[What this task involves] What is needed is an exact copy of the entries, with the pictures excluded.

Segment Start: Data supplied

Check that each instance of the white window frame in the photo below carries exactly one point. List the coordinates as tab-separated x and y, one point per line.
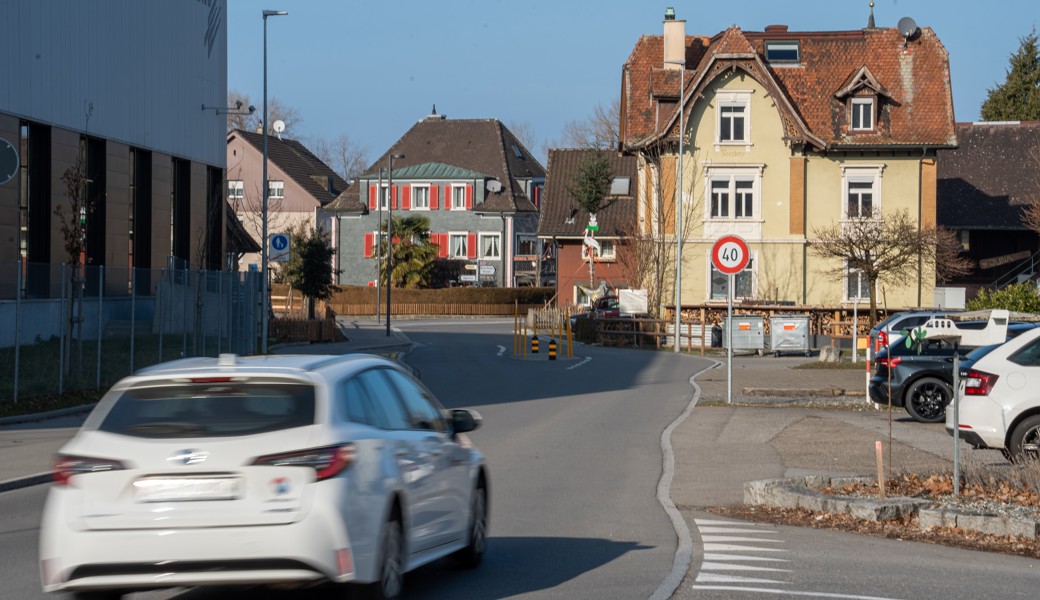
498	245
236	189
864	284
857	106
731	175
749	271
276	189
452	236
458	197
861	174
415	197
728	101
607	251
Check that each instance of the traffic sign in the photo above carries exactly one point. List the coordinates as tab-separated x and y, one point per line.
278	248
730	254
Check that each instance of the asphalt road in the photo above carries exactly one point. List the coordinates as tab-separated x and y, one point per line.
575	454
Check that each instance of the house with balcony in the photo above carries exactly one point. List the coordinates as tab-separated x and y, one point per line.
300	184
564	227
473	180
782	133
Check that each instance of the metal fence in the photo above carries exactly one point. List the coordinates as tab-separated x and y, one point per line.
67	329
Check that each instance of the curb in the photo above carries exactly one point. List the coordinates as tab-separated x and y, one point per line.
801	493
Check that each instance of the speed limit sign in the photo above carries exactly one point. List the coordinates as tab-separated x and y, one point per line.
730	254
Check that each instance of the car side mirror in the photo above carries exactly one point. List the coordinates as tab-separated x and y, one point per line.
464	420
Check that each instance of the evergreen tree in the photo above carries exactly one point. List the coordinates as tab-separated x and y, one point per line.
1018	97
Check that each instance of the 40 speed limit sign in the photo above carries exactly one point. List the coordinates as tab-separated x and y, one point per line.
730	254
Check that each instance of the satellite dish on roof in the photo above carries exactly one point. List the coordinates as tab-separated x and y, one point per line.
907	28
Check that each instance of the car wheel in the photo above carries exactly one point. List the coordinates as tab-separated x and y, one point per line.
1024	442
391	573
470	556
927	399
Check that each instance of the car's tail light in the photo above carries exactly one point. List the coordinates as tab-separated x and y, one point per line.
327	462
888	362
66	466
979	383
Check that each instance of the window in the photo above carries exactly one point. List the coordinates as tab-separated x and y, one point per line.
458	198
491	245
236	189
857	284
420	198
782	51
732	122
862	113
458	245
732	196
861	190
743	283
605	252
276	189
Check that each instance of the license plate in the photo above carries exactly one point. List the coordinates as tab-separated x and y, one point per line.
185	489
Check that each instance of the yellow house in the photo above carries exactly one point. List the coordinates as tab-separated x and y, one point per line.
784	133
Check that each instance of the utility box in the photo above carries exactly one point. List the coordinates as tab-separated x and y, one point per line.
748	333
789	334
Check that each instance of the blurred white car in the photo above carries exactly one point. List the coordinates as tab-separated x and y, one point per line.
263	470
999	399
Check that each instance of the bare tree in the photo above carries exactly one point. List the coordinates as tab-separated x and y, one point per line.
883	250
277	110
342	154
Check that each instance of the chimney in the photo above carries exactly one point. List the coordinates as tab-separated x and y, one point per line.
675	40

Segment End: Data supplied

[Answer to this task]
Check that each instance of the white window frame in the photo below carries exactly one point. List the coordinates as tab-separated x and y, one point per line.
498	245
236	189
864	284
857	106
731	175
749	271
276	189
452	236
458	197
861	174
415	197
728	101
607	251
Check that each instance of the traffic sign in the photo above carries exactly one point. List the coordinates as tab-separated x and y, one point per line.
278	248
730	254
Check that each instance of the asphalt road in the photo above carries exactly one point. List the coordinates as tab-separated x and y, one point per line.
575	454
Check that each instance of the house with balcony in the photo above carries exactly one point. List the coordinates as tab-separated x and y, one point per line.
300	184
564	227
473	180
782	133
Check that each instance of the metal fence in the photo above carries exactly one point. List the coordinates as tab-separated x and y, one point per line.
67	329
Check that each instance of the curb in the photo above carries exactly one point. List the coordinates as tab-separated x and y, one point per line.
801	493
Check that each instance of the speed limit sign in the photo above carries exactly one point. List the coordinates as tab-separated x and y, one point per line.
730	254
Check that each instance of the car side mirror in the photo above carries exactly one point. List the coordinates as tab-separated x and y, one point per line.
464	420
Check that each instance of the evergreen tree in the photo above carries exactly one point. List the coordinates as tab-separated x and y, one point per line.
1018	97
Check that each instance of the 40 speed limit sign in the photo above carries exactly one point. List the coordinates as tab-separated x and y, one point per line.
730	254
Check that each instance of the satellite dish on roof in the photo above carries exactly one point. List the coordinates as tab-separated x and y, one point per line.
907	28
Check that each instance of the car wheel in the photo above carries exactly one point. List the coordinates as tab-separated x and y, one point per line.
1024	442
391	573
470	556
927	399
Check that each instance of the car's tail light in the photo above carries exactly one point. List the coordinates as tab-separated x and y, one point per line.
327	462
888	362
66	466
979	383
Check that each instance of the window in the photo above carries exactly one point. List the coordinates as tab-separated x and y, one point per line.
458	198
491	245
236	189
857	284
420	198
782	51
732	122
862	113
458	245
732	196
861	190
743	283
605	252
276	189
Check that each instance of the license plate in the photo above carries exactly one point. List the coordinates as tab-separated x and y, one point per line.
185	489
Check that each instance of the yellow house in the photo above carries exactly one point. List the coordinates as tab-separated x and y, one point per line.
784	133
Check that each instance of the utility box in the photo above carries exactly one point. List the coordinates as tab-separated x and y, one point per line.
748	333
789	334
Check that each instance of the blurred white car in the photo above carries exactly one point. List the coordinates as tab-separated x and y, one point per line.
263	470
999	399
Check that each instance of the bare tree in the photo above carries exactly one point. List the coordinates as tab-separated x and y, one point per line.
883	250
277	110
342	154
Check that each instance of the chimney in the photo above carries exactly one point. List the coordinates as tab-separated x and y, one point per line.
675	40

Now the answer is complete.